Written instruction »
Convert the records between the line containing "find the porch" and the line containing "left=287, top=374, right=405, bottom=414", inclusive, into a two-column CSV with the headers instruction and output. Give one row per record, with its text and its answer each in a single quoted field and line breaks replaced by spaces.

Data for this exercise »
------------------------------
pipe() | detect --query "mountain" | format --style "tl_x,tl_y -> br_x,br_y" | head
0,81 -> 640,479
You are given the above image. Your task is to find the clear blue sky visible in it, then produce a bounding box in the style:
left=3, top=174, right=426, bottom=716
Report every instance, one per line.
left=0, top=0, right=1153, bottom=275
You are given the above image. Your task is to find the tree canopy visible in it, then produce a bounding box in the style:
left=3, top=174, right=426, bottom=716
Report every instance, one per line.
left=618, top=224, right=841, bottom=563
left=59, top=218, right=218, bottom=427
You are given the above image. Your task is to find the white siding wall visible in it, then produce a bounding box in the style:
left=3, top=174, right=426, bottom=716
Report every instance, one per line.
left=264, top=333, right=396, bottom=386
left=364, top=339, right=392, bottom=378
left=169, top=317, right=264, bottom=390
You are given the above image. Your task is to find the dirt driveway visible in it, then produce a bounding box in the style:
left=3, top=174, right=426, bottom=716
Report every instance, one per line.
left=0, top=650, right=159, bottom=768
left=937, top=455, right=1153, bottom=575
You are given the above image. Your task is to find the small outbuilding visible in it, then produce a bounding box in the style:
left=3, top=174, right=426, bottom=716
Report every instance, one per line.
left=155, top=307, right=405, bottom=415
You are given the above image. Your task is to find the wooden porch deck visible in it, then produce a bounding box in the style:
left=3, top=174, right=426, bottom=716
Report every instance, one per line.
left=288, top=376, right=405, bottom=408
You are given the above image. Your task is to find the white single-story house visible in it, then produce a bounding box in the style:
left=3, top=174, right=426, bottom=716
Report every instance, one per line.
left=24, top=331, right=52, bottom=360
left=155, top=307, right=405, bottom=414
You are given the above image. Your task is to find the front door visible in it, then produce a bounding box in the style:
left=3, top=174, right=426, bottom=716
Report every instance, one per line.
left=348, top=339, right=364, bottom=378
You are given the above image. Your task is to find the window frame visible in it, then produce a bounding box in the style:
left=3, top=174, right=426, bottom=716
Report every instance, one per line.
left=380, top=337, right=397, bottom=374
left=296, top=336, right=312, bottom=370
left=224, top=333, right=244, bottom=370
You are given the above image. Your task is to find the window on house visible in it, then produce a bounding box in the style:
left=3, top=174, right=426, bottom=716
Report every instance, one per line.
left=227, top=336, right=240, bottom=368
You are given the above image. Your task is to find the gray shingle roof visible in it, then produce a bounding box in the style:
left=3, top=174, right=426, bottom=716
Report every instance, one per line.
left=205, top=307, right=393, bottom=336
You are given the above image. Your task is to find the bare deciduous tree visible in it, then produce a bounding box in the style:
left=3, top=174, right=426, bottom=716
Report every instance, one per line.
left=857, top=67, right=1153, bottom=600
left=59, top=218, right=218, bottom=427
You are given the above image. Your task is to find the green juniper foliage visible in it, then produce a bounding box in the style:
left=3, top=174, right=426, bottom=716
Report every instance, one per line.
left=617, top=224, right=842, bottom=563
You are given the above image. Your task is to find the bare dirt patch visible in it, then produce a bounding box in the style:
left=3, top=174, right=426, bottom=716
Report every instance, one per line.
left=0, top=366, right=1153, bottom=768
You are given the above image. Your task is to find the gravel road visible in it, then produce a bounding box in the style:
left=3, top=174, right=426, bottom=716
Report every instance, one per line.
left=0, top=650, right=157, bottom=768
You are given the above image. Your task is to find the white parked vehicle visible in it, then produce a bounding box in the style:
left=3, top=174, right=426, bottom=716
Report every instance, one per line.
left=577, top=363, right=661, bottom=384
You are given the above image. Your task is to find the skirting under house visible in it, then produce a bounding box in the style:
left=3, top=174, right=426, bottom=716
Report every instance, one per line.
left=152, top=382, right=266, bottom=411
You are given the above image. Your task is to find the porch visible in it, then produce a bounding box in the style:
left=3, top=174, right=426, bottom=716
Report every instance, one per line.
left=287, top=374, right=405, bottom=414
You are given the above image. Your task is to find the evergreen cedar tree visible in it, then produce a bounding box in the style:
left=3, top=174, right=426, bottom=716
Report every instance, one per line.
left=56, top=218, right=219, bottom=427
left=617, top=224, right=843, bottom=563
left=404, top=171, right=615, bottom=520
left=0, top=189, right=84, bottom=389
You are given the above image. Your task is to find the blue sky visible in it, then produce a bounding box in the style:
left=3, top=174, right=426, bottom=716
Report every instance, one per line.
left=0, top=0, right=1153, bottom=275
------------------------------
Exercise output »
instruction,output
"You are given the above image. Your task is to find the porch visible in it, then produce a bounding box in the style: left=3, top=174, right=426, bottom=716 Report every instance, one per line.","left=287, top=374, right=405, bottom=414"